Challenge |
Present every line of the records below as a Markdown table with the columns "Number" and "Line", numbering each row and skipping blank lines. Leave the pictures out of the table.

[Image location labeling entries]
-- Start --
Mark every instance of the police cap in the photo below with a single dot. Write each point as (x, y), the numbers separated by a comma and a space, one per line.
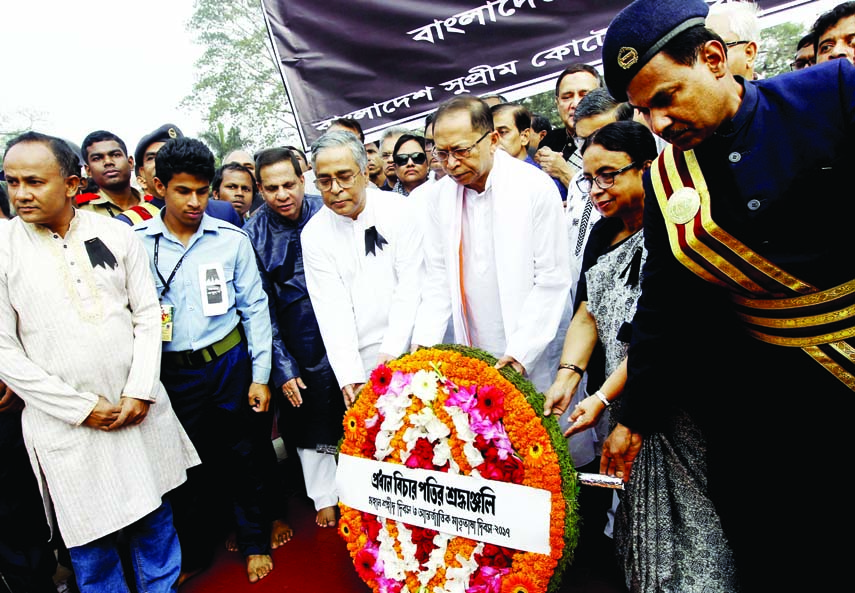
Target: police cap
(164, 133)
(639, 32)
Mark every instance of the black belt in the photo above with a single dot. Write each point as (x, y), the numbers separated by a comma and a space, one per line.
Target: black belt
(194, 359)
-- End --
Task output |
| Number | Line |
|---|---|
| 1 | Mark every instance of the police cap in the photo below with a single dot. Write each point as (x, y), the numbers separated by a comma and a space, one per line. |
| 2 | Target: police cap |
| 3 | (164, 133) |
| 4 | (639, 32) |
| 5 | Mark every instance of the black belt in the photo above with a single dot. Write each point as (x, y), the numbers separated by a comma and a space, one per line. |
| 6 | Target: black belt |
| 7 | (194, 359) |